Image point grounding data
***

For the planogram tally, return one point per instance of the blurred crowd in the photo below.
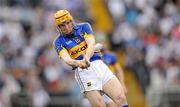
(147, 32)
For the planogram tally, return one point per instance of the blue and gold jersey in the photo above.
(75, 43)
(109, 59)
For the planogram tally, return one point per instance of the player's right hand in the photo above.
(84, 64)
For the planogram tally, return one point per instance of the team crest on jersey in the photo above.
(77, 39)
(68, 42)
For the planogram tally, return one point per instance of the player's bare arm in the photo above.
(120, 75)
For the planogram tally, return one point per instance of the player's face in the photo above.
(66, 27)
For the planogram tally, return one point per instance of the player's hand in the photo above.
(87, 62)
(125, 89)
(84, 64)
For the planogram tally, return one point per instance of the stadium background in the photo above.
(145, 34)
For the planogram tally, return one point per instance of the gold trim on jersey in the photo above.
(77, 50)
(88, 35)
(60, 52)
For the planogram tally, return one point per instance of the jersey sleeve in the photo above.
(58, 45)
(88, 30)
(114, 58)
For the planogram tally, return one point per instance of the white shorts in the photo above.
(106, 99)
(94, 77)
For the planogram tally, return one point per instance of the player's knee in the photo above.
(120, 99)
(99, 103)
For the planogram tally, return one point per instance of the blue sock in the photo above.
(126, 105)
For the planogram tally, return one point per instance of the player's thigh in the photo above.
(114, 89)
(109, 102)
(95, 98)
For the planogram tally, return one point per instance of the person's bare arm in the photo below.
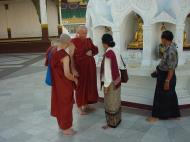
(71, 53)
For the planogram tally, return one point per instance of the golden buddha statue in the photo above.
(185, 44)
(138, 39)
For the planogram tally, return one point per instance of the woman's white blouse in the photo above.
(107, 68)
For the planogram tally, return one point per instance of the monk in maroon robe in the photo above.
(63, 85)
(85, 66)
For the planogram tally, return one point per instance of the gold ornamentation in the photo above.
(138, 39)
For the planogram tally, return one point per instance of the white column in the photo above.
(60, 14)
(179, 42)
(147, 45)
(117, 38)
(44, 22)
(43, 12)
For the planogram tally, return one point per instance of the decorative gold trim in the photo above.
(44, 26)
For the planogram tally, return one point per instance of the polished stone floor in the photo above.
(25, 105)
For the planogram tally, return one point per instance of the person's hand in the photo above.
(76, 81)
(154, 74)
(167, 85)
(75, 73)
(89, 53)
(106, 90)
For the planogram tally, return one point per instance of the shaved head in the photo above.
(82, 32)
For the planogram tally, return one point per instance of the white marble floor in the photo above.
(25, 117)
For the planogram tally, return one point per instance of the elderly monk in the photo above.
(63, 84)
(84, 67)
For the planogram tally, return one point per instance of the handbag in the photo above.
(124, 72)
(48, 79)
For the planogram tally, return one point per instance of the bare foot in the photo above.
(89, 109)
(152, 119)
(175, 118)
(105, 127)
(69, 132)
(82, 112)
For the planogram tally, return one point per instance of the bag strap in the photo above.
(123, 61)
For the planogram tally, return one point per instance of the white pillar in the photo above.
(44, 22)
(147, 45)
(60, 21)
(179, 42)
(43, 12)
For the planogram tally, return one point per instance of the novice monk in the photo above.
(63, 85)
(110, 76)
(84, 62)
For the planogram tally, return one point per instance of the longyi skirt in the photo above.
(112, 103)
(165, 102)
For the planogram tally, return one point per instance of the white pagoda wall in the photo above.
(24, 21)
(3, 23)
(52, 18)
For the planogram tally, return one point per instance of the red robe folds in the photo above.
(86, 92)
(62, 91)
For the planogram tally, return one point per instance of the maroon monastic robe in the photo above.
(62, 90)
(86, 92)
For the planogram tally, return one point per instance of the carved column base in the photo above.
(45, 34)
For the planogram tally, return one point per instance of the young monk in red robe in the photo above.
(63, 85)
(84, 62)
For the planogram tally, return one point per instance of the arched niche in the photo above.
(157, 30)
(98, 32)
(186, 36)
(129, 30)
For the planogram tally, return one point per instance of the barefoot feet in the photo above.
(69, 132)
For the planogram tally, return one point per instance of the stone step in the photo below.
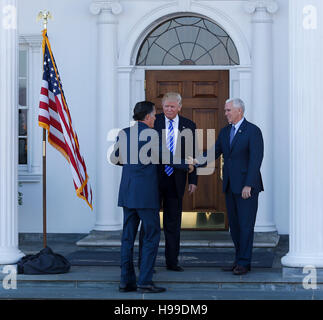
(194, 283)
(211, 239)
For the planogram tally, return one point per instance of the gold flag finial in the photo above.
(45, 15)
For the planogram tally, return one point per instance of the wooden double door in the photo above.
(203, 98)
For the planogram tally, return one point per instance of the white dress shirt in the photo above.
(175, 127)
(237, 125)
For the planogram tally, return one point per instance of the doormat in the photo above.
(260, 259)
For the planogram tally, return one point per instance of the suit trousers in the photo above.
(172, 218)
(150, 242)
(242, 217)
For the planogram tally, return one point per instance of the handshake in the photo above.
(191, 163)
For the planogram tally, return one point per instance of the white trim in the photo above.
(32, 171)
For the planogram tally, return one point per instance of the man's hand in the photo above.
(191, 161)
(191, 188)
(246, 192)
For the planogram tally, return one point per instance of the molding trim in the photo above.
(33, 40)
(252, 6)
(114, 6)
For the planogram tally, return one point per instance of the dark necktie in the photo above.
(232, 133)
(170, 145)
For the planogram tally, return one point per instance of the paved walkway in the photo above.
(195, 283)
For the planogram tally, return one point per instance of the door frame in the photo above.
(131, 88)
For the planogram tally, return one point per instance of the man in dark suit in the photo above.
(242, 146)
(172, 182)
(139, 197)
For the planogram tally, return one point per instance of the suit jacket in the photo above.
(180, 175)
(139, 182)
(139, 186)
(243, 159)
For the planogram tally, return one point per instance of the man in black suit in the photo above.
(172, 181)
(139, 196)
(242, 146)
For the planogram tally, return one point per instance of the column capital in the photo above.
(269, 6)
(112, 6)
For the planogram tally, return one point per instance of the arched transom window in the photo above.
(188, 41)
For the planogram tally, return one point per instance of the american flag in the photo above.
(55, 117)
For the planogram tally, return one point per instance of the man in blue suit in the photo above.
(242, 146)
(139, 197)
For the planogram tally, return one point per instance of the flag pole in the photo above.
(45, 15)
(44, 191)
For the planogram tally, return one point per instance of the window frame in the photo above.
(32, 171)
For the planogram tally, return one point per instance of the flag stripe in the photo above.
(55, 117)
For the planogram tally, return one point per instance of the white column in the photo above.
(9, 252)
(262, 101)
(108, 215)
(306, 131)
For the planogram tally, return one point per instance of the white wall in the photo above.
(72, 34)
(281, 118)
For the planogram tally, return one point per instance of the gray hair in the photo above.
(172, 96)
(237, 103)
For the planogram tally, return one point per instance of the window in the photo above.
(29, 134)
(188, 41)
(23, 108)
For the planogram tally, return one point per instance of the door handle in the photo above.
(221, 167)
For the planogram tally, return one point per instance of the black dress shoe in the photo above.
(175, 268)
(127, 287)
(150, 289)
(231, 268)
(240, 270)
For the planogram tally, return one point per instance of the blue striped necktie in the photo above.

***

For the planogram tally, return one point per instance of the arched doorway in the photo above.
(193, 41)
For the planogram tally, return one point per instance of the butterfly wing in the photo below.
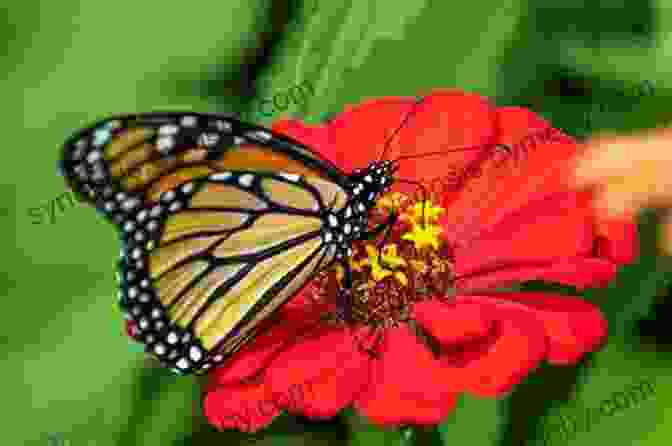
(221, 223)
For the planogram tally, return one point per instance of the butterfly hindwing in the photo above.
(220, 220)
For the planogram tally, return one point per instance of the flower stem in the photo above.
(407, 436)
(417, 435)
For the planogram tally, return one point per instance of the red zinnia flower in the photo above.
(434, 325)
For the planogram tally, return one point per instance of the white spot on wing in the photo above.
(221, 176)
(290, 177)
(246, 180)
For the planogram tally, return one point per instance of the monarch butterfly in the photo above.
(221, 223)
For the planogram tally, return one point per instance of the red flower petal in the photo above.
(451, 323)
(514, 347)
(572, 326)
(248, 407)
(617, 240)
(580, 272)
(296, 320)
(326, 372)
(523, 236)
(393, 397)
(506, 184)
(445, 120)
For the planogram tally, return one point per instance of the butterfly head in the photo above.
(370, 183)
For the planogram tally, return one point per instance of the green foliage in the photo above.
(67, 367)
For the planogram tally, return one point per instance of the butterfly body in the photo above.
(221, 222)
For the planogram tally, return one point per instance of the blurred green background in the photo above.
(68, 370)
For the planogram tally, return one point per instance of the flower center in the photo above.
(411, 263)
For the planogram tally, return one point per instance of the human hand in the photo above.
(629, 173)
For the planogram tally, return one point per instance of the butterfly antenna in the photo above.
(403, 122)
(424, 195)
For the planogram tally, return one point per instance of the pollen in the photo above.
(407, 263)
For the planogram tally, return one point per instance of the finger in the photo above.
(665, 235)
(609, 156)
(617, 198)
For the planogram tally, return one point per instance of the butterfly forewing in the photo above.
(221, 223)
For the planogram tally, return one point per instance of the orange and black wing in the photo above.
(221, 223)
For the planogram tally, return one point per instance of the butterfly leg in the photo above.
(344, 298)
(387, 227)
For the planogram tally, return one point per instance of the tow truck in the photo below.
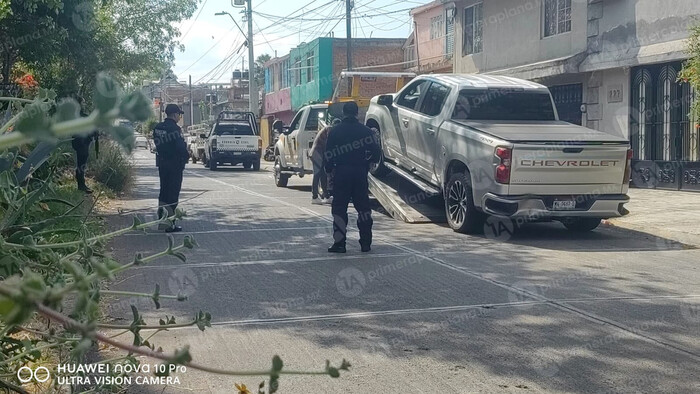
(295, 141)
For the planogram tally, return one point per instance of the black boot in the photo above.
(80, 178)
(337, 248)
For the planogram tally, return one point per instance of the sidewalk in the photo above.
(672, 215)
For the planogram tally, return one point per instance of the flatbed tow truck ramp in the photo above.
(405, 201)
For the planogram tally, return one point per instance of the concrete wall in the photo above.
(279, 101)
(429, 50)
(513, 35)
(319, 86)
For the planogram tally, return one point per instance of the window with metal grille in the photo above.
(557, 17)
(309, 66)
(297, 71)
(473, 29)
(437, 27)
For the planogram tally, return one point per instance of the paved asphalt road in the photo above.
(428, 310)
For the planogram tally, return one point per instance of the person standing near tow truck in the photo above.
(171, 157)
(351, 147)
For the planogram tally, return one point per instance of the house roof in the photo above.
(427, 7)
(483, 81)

***

What is required> Retype the records above, but only those lines that fall between the line containing "jacket in the photo above." and the line containing "striped necktie in the photo above.", with both of those lines included, exactly as written.

Exercise solution>
For the planogram tally, return one point per instance of the suit jacket in the photo above.
(180, 175)
(139, 182)
(139, 186)
(243, 159)
For the planogram tally, return one point per instance of the man in black suit in the photo above.
(172, 181)
(139, 196)
(242, 146)
For the planogram tally, return one point per instance of the column capital in the photo above.
(269, 6)
(112, 6)
For the planogram tally, return one point per instance of the arched transom window in the photo above.
(188, 41)
For the planogram tally, return one point per instance of the american flag in the photo above.
(55, 117)
For the planogram tally, return one point per instance of the man in blue suit in the photo above.
(242, 146)
(139, 197)
For the planogram tally, return one point per instance of the flag pole in the photo above.
(45, 15)
(44, 191)
For the planogram tally, return one point per instance of the window frame in the photo above.
(32, 171)
For the planogram tally, return one point per instance of the flag stripe in the photo above.
(55, 117)
For the planogram tally, return one point per instance of the white column in the photo above.
(9, 252)
(262, 101)
(108, 215)
(306, 131)
For the planogram tally, return one point per instance of the white wall in the photo above.
(72, 34)
(281, 118)
For the planogram tally, return one point per instance of the gray hair in the photo above.
(172, 96)
(237, 103)
For the planogram tally, return one point per instance of the window in the photo above.
(29, 134)
(188, 41)
(23, 108)
For the planogram tally, return one point per instance of the door handle in the photo above.
(221, 167)
For the planogram tally, return one point per instance of the black dress shoe in the photo above.
(175, 268)
(127, 287)
(150, 289)
(231, 268)
(240, 270)
For the planogram tally, return one point per instance of the blue striped necktie in the photo above.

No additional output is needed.